● SUPPLIED TEXT
SECURITIES AND EXCHANGE COMMISSION

WASHINGTON, D.C. 20549

 

 

FORM 8-K

 

 

CURRENT REPORT

PURSUANT TO SECTION 13 OR 15(d) OF THE

SECURITIES EXCHANGE ACT OF 1934

Date of Report (Date of earliest event reported): December 27, 2010 (December 21, 2010)

 

 

NALCO HOLDING COMPANY

(Exact Name of Registrant as Specified in Charter)

 

 

 

Delaware   001-32342   16-1701300

(State or Other Jurisdiction

of Incorporation)

 

(Commission

File Number)

 

(I.R.S. Employer

Identification No.)

 

1601 W. Diehl Rd.

Naperville, Illinois

  60563
(Address of Principal Executive Offices)   (Zip Code)

Registrant’s telephone number, including area code: (630) 305-1000

Not Applicable

(Former Name or Former Address, if Changed Since Last Report)

 

 

Check the appropriate box below if the Form 8-K filing is intended to simultaneously satisfy the filing obligation of the registrant under any of the following provisions (see General Instruction A.2. below):

 

¨ Written communications pursuant to Rule 425 under the Securities Act (17 CFR 230.425)

 

¨ Soliciting material pursuant to Rule 14a-12 under the Exchange Act (17 CFR 240.14a-12)

 

¨ Pre-commencement communications pursuant to Rule 14d-2(b) under the Exchange Act (17 CFR 240.14d-2(b))

 

¨ Pre-commencement communications pursuant to Rule 13e-4(c) under the Exchange Act (17 CFR 240.13e-4(c))

 

 

 


TABLE OF CONTENTS

 

Item 1.01   Entry into a Material Definitive Agreement      1   
Item 2.03   Creation of a Direct Financial Obligation or an Obligation under an Off-Balance Sheet Arrangement of a Registrant      5   
Item 8.01   Other Events      5   
Item 9.01   Exhibits      6   

SIGNATURES

     7   

INDEX TO EXHIBITS

     8   

 

i


 

Item 1.01 Entry into a Material Definitive Agreement

Indenture and Senior Notes due 2019

Overview

On December 21, 2010, Nalco Company, the registrant’s indirect wholly owned subsidiary (the “Company”) issued $750,000,000 aggregate principal amount of 6.625% senior notes due 2019 (the “Dollar Notes”) and €200,000,000 aggregate principal amount of 6.875% senior notes due 2019 (the “Euro Notes” and together with the Dollar Notes, the “Notes”), which mature on January 15, 2019, pursuant to an indenture, dated as of December 21, 2010 (the “Indenture”), among the Company, the guarantors party thereto and The Bank of New York Mellon Trust Company, N.A., as trustee.

Interest on the Notes will be payable in cash on January 15 and July 15 of each year, commencing on July 15, 2011.

Shape labeling data:
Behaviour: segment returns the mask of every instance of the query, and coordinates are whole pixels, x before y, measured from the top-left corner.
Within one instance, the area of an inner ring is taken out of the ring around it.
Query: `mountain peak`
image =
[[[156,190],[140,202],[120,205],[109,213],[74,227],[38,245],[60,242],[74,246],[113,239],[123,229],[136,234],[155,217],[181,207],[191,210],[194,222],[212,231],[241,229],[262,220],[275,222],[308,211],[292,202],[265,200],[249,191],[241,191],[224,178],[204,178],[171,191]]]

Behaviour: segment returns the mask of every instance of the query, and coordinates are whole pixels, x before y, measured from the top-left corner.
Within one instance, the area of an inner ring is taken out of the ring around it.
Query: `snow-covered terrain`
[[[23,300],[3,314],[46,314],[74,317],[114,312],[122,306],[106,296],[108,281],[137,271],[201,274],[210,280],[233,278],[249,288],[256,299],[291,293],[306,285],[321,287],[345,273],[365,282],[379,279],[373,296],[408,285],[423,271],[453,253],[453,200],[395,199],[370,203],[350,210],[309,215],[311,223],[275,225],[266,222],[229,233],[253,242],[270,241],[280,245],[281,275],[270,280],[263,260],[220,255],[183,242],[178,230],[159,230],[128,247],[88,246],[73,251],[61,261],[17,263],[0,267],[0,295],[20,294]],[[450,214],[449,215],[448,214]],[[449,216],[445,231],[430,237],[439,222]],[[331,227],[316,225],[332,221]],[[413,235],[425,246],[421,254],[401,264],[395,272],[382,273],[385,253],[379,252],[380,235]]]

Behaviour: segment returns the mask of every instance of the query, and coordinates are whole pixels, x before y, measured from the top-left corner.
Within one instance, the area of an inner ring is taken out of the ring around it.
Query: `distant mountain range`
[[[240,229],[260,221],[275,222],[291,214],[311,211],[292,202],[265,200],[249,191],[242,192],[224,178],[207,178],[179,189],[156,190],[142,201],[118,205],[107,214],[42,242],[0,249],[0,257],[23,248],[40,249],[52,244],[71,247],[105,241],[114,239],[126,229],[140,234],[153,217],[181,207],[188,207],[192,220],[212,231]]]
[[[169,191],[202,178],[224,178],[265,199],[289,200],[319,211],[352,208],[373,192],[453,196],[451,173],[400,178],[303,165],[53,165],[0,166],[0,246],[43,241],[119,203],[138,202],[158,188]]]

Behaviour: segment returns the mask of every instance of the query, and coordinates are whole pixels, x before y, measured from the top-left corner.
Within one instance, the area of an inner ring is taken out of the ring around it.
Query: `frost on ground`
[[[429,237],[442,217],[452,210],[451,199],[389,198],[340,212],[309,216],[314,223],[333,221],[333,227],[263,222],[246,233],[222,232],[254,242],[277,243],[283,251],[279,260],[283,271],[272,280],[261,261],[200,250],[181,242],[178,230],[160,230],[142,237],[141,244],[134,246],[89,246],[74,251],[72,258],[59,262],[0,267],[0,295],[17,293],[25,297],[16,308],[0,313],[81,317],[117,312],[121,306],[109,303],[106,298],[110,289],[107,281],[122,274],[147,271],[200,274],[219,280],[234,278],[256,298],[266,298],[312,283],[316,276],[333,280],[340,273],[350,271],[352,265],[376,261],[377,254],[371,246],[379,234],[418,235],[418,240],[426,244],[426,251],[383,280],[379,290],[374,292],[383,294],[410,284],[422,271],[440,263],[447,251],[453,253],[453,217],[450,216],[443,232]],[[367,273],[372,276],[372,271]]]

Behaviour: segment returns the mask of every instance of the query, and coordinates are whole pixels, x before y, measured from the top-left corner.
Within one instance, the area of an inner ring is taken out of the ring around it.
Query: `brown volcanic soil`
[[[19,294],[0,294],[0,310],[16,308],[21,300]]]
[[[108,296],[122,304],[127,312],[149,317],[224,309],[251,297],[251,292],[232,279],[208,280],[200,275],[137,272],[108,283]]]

● GOAL OF THE EXERCISE
Decide whether each statement agrees with the Form 8-K text, answering yes or no and quoting the words of the text that settle it: (a) The Euro Notes carry an interest rate of 6.875%. (b) Interest payments on the Notes begin on January 15, 2011. (c) The trustee under the Indenture is The Bank of New York Mellon Trust Company, N.A. This data has no connection to the Form 8-K text.

● RESPONSE TO THIS EXERCISE
(a) Yes: "€200,000,000 aggregate principal amount of 6.875% senior notes due 2019 (the “Euro Notes”"
(b) No: "commencing on July 15, 2011"
(c) Yes: "The Bank of New York Mellon Trust Company, N.A., as trustee"